Work required: Return each line of the records below in which the string "blue" turns up.
··· Data extract ···
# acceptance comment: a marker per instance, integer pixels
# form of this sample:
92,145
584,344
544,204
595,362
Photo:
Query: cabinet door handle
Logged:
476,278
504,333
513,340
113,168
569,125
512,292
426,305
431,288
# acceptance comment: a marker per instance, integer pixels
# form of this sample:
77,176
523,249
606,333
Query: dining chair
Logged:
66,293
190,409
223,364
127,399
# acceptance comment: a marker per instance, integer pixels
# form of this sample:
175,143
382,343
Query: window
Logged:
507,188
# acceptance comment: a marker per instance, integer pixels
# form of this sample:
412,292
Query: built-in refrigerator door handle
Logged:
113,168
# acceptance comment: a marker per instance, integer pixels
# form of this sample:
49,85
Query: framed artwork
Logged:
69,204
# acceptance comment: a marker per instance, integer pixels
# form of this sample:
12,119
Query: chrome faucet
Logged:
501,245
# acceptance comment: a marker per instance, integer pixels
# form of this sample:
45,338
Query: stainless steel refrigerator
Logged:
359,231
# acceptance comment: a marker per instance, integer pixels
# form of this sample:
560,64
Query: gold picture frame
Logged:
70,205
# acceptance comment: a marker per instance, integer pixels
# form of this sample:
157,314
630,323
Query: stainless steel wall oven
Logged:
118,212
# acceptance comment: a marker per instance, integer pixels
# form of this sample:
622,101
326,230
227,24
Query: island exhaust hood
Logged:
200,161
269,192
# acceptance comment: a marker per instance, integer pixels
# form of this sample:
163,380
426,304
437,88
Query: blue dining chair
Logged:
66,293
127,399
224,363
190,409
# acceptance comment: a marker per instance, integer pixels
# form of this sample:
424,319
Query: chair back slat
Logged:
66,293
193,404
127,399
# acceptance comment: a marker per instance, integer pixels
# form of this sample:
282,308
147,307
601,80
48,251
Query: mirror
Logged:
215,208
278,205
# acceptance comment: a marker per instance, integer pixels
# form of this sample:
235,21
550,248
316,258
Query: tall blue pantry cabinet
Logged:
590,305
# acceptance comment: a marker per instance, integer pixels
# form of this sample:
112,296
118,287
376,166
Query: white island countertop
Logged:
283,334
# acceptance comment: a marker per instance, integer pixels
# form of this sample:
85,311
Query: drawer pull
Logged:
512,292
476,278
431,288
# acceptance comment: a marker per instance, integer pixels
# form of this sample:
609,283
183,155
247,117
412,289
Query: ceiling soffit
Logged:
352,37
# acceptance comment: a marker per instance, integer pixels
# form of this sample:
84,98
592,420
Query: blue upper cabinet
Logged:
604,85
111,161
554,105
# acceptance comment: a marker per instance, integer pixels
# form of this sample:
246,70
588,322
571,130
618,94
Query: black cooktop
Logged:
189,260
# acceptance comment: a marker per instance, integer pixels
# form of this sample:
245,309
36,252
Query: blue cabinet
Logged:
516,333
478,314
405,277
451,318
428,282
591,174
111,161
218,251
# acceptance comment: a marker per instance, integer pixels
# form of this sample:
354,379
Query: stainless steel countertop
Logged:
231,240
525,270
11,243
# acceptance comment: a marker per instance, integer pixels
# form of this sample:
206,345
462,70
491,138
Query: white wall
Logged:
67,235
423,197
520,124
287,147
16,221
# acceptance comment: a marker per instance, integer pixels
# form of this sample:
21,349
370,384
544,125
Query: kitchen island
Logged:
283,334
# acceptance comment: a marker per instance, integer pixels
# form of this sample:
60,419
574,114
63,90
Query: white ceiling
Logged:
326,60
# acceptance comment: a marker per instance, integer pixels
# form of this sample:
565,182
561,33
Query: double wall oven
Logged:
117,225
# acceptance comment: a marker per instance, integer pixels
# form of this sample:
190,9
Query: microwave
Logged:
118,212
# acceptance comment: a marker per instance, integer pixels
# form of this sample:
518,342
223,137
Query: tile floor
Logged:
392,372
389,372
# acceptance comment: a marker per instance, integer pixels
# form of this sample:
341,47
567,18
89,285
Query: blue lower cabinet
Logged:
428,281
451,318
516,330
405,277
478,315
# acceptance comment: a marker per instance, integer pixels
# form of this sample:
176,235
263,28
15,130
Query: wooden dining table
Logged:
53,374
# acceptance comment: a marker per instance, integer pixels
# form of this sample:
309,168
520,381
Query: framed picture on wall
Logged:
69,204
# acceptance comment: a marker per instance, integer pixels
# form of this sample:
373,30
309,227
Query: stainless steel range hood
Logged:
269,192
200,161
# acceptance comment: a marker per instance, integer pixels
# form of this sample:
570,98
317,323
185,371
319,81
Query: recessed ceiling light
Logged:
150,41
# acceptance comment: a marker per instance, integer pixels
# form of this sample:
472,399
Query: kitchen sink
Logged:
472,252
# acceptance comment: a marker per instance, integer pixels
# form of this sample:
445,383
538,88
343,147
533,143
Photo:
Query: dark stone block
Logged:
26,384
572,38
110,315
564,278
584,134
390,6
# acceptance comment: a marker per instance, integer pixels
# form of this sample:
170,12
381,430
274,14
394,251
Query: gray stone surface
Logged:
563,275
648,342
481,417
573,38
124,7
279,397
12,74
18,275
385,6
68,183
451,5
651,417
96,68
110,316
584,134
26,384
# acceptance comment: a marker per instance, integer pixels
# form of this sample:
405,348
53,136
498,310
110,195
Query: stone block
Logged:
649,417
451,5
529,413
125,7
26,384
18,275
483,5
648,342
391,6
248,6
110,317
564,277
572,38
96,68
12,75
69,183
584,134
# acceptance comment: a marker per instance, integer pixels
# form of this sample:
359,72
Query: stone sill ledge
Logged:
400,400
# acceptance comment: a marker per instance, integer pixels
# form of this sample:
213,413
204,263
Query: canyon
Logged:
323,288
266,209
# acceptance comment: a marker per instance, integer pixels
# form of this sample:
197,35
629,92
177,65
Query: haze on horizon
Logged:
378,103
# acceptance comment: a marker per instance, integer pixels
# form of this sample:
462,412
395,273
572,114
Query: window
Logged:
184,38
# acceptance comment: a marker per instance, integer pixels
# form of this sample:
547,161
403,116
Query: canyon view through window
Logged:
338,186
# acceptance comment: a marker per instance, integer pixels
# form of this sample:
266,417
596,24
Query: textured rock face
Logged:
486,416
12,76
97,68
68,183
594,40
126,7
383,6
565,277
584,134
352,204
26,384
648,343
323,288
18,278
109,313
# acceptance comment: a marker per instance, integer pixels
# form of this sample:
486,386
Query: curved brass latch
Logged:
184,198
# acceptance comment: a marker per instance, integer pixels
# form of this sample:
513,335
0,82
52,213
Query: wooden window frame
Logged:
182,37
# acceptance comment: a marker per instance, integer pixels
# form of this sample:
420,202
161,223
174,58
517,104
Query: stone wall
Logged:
···
Completed exercise:
Query: blue dining chair
Query: tall blue pantry cabinet
Query: blue upper cabinet
Query: blue cabinet
Query: blue lower cabinet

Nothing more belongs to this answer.